● Supplied passage
*****

Southeastern Section - 61st Annual Meeting (1–2 April 2012)

Paper No. 6
Presentation Time: 9:45 AM

NEOPROTEROZOIC ALLUVIAL FAN SEDIMENTATION IN THE MOUNT ROGERS FORMATION, SW VIRGINA


MCCLELLAN, Elizabeth1, JESSEE, Marcus1, YONTS, Jason2 and GREGORY, Sarah1, (1)Dept. of Geology, Radford University, P.O. Box 6939, 101 Reed Hall, Radford, VA 24142, (2)Department of Geological Sciences, East Carolina University, 101 Graham Building, Greenville, NC 27858, emcclellan@radford.edu

The Neoproterozoic Mount Rogers Formation (MRF) in SW Virginia records volcanism and sedimentation during initial, aborted rifting of the Laurentian portion of Rodinia, ~760 Ma. Successful rifting and opening of Iapetus occurred some 200 million years later, and is evident from volcanic deposits that outcrop from central Virginia to Maritime Canada. The MRF, however, provides a rare look at tectonism, volcanism, and sediment deposition related to the earlier event. The upper MRF constitutes an eruptive center dominated by rhyolite lavas and ash-flow sheets. The lower MRF, which nonconformably overlies Mesoproterozoic basement, comprises a assemblage of bimodal volcanic rocks intermixed with arkosic conglomerate and sandstone. Although low-grade metamorphism and related deformation during Paleozoic orogenesis have partially obscured original stratigraphic and structural relationships, the lower MRF preserves evidence that the sedimentary protoliths represent alluvial fan deposits formed during synsedimentary rifting. Detailed mapping and outcrop studies show that the deposits conform to a number of criteria for alluvial fan deposits, including (but not limited to):
  • Sediments deposited relatively close to their source area. The majority of clasts in the conglomerates derive from the lower MRF rhyolite and underlying basement granitoids.
  • Poorly sorted, compositionally immature sediments, with poorly rounded clasts reflecting short distance of transport.
  • Presence of inverse grading, as in lower parts of debris flow deposits.
  • Major changes in lateral and vertical facies, and generally lenticular to wedge-shaped geometry.

The upper MRF is overlain by glaciogenic deposits of the Konnarock Fm., which have been related to the Neoproterozoic ‘Snowball Earth’ event. Although the lower MRF was deposited during an earlier part of the Cryogenian Period, to date we have not found evidence for glacial deposits in the study area.

*****

● Given records
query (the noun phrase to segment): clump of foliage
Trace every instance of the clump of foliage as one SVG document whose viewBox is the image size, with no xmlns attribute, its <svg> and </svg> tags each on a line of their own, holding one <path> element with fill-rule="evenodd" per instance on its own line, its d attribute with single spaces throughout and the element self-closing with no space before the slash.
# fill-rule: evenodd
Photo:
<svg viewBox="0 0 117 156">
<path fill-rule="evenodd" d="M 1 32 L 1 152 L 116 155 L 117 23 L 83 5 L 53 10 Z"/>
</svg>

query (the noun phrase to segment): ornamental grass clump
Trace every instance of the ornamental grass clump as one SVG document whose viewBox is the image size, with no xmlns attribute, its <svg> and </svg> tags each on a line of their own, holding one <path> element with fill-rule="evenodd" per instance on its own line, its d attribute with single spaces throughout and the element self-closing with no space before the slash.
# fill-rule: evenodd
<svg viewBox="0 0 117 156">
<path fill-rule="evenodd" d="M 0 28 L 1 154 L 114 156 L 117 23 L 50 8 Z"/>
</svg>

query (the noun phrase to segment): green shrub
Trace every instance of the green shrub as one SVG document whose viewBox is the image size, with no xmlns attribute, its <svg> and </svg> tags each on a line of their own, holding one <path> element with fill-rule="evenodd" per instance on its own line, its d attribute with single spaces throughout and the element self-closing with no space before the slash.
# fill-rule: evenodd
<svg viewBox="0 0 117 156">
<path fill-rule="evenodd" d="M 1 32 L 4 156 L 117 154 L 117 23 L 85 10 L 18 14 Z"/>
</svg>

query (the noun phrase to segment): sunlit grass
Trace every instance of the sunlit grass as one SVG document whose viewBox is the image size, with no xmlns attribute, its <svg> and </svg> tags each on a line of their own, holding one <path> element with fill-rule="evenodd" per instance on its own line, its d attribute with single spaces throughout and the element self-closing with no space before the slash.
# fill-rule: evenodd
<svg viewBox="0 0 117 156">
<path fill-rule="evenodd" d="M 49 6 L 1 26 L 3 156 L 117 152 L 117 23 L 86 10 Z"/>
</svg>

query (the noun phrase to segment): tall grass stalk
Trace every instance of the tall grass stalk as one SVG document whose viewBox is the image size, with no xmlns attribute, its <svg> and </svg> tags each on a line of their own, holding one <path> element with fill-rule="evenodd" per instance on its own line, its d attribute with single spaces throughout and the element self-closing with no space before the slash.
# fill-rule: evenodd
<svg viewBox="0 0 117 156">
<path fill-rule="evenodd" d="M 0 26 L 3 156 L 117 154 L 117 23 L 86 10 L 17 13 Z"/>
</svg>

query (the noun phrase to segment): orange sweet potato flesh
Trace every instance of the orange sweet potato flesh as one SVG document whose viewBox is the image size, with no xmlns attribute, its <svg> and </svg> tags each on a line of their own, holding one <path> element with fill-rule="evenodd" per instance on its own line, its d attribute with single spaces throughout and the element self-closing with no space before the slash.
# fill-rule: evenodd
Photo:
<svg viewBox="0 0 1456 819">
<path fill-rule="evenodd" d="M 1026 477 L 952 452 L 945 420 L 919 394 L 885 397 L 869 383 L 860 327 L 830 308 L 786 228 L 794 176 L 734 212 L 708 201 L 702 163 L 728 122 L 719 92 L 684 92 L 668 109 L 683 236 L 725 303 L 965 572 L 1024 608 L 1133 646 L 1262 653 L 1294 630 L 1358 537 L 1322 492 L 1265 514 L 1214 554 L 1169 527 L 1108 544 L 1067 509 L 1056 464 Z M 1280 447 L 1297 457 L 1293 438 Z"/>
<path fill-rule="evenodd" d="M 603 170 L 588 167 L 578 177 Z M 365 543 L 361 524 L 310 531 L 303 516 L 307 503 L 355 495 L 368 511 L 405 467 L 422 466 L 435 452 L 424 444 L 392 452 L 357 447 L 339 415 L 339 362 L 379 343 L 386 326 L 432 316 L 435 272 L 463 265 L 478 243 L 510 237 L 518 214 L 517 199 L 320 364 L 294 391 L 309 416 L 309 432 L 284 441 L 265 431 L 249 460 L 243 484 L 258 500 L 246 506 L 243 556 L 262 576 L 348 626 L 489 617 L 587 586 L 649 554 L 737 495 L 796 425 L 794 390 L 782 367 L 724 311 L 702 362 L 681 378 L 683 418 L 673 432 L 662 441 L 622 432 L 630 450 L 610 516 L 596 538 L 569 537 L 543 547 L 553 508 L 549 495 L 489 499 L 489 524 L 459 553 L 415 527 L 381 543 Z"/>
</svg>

*****

● Apply what you read
(1) In the Mount Rogers Formation abstract, which deposits overlie the upper part of the formation?
(2) Sum up the Mount Rogers Formation abstract in two sentences.

● Results for the exercise
(1) The glaciogenic deposits of the Konnarock Formation overlie it.

(2) The Neoproterozoic Mount Rogers Formation in southwestern Virginia records volcanism and sedimentation during an initial, aborted rifting of the Laurentian portion of Rodinia about 760 million years ago. Mapping and outcrop studies show that the lower formation's sediments meet criteria for alluvial fan deposits formed during synsedimentary rifting, such as poor sorting, inverse grading, and major facies changes, though no glacial deposits have yet been found in the study area.